Exercise requirements =>
Rewrite the Seventh Station passage, starting with "STATIONS OF THE CROSS: Seventh" and going on through "strength without stress.", with "Apollo" changed to "Zeus".

Passage given =>
— START —
STATIONS OF THE CROSS: Seventh Station — Jesus Christ Falls A Second Time by Evelyn Underhill

underhill stations of the cross

From The Path of Eternal Wisdom, written under the pseudonym, John Cordelier

The Eternal Wisdom stoops to the limit of His Creature

All pagan peoples have thought, as it were by instinct, of serene and comfortable gods: holders of power, with none of power’s penalties: givers of grief, who knew nothing of pain.  Even those who most clearly manifested the Divine energy – as Apollo – did so by the easy and beautiful exhibition of strength without stress.

But the Christian ideal, it seems, is something very different from this: it is the holy Spirit of Life triumphing in weakness, matter racked to the uttermost in order that its divine potentialities may be brought forth.  It is the bitter upward climb towards complete self-dedication, with God himself our pioneer upon the way.  More, it is the Ineffable Majesty of God stooping to teach man the divine art of lowliness: Perfect Love falling, willingly making itself contemptible before men, that thus it may descend more nearly to the poor fallen status of the beloved.
— END —
Raw data =>
— START —
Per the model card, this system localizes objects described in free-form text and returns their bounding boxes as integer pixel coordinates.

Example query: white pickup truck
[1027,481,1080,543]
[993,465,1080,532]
— END —
Full solution =>
STATIONS OF THE CROSS: Seventh Station — Jesus Christ Falls A Second Time by Evelyn Underhill

underhill stations of the cross

From The Path of Eternal Wisdom, written under the pseudonym, John Cordelier

The Eternal Wisdom stoops to the limit of His Creature

All pagan peoples have thought, as it were by instinct, of serene and comfortable gods: holders of power, with none of power’s penalties: givers of grief, who knew nothing of pain.  Even those who most clearly manifested the Divine energy – as Zeus – did so by the easy and beautiful exhibition of strength without stress.